» **TASK INSTRUCTIONS**
Rewrite the stretch from the line containing "Readme: the locator spots each instance of the trimmed" through the line containing "Target: trimmed shrub" as a numbered list, leaving out any blank lines.

══════

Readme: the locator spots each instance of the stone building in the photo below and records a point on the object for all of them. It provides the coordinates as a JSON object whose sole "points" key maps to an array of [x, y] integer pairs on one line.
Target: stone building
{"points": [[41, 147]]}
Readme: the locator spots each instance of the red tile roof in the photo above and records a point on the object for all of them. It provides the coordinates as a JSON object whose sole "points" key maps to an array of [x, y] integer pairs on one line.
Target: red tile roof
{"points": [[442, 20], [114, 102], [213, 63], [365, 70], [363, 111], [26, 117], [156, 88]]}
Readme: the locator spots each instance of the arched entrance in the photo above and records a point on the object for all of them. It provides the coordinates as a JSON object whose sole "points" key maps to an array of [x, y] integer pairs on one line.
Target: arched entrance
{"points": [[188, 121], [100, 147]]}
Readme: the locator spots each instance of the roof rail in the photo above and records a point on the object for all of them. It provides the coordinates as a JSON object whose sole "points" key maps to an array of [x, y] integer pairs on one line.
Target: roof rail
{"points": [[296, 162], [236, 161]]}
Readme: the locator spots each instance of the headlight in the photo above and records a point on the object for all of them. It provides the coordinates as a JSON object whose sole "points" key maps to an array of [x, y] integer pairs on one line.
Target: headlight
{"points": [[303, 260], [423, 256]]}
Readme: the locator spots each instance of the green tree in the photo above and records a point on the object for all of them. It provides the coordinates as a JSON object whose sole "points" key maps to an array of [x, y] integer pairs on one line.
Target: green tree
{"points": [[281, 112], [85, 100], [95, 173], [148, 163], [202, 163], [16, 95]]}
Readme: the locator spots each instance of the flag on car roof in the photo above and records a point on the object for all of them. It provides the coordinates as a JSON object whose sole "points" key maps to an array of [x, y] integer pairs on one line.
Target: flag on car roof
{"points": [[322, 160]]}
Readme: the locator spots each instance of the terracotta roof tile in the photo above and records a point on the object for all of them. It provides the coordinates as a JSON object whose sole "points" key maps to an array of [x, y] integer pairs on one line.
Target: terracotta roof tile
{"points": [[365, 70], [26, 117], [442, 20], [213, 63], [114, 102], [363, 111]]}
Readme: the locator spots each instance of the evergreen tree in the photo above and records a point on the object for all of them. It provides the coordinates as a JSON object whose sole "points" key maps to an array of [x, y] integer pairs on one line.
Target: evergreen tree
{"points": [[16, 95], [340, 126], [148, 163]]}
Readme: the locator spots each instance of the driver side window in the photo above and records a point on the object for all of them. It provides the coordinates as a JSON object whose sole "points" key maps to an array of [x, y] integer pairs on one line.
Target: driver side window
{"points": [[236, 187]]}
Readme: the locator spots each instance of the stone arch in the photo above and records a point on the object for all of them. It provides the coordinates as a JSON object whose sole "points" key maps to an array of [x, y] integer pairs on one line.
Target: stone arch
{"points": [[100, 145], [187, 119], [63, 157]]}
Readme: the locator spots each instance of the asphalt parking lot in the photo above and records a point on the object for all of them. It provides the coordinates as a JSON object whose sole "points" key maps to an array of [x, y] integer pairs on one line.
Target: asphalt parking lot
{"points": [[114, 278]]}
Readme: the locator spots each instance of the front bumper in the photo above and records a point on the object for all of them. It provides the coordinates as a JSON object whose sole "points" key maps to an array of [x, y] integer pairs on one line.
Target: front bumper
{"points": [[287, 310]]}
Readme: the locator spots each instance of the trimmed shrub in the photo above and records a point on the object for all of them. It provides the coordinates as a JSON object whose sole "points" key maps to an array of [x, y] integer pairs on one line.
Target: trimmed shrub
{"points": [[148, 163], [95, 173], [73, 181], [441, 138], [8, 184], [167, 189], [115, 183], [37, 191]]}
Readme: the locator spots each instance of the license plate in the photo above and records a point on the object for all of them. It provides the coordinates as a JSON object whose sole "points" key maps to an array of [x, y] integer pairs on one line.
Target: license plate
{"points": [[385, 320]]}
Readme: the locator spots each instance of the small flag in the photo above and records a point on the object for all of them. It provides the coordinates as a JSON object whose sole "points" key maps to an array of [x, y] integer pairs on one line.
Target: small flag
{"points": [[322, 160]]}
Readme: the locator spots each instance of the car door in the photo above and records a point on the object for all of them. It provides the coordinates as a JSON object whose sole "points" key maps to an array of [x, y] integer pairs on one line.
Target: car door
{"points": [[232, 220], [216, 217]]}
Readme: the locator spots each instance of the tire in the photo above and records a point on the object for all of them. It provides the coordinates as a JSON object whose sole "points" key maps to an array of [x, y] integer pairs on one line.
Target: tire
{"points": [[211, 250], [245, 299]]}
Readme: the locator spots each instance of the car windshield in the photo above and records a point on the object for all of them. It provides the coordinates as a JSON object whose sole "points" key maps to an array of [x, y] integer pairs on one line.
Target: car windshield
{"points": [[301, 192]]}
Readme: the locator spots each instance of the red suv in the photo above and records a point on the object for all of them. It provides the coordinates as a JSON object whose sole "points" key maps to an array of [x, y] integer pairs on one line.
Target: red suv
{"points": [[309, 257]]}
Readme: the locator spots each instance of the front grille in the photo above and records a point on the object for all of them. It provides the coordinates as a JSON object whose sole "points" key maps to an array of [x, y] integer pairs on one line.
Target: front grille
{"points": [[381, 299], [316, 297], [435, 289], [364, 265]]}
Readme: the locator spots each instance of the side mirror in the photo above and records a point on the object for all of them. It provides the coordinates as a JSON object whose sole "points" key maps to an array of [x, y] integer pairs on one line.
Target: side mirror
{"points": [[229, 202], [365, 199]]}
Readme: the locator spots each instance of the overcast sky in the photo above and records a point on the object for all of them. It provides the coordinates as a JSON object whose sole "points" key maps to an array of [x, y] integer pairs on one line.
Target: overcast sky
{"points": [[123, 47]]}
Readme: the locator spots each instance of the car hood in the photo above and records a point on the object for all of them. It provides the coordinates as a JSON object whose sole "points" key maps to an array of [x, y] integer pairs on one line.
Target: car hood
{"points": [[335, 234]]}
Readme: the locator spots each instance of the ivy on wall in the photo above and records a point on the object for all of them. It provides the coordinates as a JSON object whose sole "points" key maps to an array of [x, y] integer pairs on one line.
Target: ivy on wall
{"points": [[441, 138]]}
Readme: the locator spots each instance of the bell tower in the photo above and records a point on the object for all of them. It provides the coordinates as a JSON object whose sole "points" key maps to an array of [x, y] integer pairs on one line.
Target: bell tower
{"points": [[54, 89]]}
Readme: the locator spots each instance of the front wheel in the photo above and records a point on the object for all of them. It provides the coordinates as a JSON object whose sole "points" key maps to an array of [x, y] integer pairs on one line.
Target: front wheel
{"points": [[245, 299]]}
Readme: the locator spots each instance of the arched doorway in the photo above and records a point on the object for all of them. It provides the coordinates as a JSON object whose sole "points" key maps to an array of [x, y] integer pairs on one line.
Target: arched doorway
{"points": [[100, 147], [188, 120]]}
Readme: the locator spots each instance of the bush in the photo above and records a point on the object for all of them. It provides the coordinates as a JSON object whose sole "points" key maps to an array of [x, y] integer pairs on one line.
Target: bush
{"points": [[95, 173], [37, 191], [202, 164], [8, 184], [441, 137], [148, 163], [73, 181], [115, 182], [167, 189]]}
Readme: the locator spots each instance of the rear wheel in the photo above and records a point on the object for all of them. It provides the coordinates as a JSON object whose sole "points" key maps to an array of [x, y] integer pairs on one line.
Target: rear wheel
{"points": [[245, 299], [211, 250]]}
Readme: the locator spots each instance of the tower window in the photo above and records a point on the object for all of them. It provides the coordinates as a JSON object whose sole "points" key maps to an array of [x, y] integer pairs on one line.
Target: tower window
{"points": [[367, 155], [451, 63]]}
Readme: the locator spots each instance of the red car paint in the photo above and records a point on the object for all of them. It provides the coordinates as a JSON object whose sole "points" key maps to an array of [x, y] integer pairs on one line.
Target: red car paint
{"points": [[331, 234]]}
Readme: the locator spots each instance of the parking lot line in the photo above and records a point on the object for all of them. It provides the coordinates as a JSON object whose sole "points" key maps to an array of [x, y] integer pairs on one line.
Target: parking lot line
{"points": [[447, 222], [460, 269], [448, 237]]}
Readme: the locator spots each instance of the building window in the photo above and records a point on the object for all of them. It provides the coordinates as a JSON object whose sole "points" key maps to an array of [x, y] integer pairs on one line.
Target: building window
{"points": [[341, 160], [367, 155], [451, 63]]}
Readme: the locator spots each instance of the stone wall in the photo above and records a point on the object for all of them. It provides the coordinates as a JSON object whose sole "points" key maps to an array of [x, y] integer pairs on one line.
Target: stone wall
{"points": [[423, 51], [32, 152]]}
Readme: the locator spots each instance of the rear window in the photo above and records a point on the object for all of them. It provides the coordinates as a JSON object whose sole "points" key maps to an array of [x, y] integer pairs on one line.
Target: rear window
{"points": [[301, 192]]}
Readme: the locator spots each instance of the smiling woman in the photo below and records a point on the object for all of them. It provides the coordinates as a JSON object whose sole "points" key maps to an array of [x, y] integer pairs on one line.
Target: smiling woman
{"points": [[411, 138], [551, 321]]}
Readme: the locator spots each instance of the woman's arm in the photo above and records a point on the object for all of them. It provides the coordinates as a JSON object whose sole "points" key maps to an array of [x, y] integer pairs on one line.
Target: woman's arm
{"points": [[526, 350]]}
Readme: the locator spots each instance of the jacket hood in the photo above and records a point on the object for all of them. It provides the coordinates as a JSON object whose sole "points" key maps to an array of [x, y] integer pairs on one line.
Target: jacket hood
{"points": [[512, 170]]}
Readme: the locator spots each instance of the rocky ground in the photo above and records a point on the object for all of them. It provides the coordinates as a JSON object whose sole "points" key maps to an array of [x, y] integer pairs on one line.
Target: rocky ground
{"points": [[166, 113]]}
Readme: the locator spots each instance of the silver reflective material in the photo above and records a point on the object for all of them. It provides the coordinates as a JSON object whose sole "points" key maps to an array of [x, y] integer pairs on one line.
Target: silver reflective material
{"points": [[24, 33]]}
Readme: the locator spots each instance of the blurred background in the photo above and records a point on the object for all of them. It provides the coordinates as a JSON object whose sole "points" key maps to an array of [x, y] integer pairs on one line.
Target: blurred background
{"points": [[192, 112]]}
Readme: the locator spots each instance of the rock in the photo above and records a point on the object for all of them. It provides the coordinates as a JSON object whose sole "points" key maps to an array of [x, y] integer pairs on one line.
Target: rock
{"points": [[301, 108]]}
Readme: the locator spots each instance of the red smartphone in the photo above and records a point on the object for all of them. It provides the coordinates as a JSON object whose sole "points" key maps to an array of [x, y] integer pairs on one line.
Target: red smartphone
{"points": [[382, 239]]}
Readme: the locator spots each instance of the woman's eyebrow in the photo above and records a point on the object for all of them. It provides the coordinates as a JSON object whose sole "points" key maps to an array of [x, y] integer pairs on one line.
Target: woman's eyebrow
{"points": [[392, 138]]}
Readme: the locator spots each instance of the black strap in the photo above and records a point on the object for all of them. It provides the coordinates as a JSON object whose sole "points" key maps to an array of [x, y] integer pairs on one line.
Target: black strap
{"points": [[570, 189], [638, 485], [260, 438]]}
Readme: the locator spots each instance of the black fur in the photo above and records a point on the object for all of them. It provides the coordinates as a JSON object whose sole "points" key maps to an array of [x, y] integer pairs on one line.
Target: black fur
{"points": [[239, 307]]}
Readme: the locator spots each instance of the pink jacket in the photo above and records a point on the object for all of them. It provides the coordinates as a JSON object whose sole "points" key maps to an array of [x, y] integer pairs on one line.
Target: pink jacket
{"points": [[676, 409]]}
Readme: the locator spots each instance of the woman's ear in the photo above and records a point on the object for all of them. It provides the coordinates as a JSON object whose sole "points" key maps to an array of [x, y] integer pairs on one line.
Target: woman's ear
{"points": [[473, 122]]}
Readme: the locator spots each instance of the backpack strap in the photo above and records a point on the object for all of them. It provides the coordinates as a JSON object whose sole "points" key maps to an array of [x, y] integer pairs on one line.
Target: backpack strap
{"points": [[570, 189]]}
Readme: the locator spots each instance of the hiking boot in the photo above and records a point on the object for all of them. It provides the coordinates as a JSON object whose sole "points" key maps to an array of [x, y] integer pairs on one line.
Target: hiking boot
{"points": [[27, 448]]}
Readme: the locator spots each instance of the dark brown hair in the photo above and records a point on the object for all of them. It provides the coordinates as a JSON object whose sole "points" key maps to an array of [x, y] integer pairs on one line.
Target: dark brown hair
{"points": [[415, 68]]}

══════

» **ANSWER BELOW**
1. Readme: the locator spots each instance of the trimmed shrub in the photo above and records a point on the object for all of them. It provides the coordinates as a JSON object whose sole "points" key maps to an array of [x, y] integer pairs on one line.
2. Target: trimmed shrub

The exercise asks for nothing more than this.